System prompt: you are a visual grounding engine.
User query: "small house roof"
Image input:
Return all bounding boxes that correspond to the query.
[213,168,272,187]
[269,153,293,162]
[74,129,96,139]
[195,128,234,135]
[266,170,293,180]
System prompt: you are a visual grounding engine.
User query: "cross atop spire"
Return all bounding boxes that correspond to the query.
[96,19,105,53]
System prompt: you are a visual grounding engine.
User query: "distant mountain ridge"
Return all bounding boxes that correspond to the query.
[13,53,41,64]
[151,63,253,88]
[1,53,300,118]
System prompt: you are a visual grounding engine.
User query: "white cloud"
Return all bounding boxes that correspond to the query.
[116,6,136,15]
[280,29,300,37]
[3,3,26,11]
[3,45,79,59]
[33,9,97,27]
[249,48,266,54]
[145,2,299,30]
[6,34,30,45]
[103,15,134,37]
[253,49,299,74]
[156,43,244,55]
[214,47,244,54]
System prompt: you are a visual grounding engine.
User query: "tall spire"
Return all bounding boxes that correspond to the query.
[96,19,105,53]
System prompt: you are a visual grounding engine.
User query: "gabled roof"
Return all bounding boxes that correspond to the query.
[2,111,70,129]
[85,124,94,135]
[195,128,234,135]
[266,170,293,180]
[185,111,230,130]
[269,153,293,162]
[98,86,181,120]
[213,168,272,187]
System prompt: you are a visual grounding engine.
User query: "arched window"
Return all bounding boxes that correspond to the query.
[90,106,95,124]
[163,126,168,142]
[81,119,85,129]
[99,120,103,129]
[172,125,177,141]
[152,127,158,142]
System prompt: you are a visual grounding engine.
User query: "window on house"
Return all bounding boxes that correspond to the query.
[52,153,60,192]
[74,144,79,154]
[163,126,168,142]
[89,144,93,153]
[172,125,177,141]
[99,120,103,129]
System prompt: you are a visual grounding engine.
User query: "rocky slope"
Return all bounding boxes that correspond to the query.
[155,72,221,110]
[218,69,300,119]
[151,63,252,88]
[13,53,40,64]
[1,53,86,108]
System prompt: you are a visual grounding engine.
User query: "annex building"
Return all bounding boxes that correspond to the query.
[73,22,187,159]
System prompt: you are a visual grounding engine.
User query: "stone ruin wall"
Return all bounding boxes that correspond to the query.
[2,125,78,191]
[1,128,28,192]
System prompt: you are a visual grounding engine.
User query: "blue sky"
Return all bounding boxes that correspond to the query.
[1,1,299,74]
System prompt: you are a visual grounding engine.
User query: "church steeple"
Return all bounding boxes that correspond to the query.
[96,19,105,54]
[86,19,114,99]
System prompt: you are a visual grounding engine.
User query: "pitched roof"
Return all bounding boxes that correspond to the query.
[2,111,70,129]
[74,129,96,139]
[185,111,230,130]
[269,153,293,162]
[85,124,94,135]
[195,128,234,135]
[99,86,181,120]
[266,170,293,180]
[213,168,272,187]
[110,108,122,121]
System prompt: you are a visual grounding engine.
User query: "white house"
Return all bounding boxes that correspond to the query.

GIVEN EXERCISE:
Pull out every line of the data above that contains the string "roof". Case counts.

RESPONSE TO THIS EXERCISE:
User query: "small house roof"
User query: "gabled roof"
User query: "pitched roof"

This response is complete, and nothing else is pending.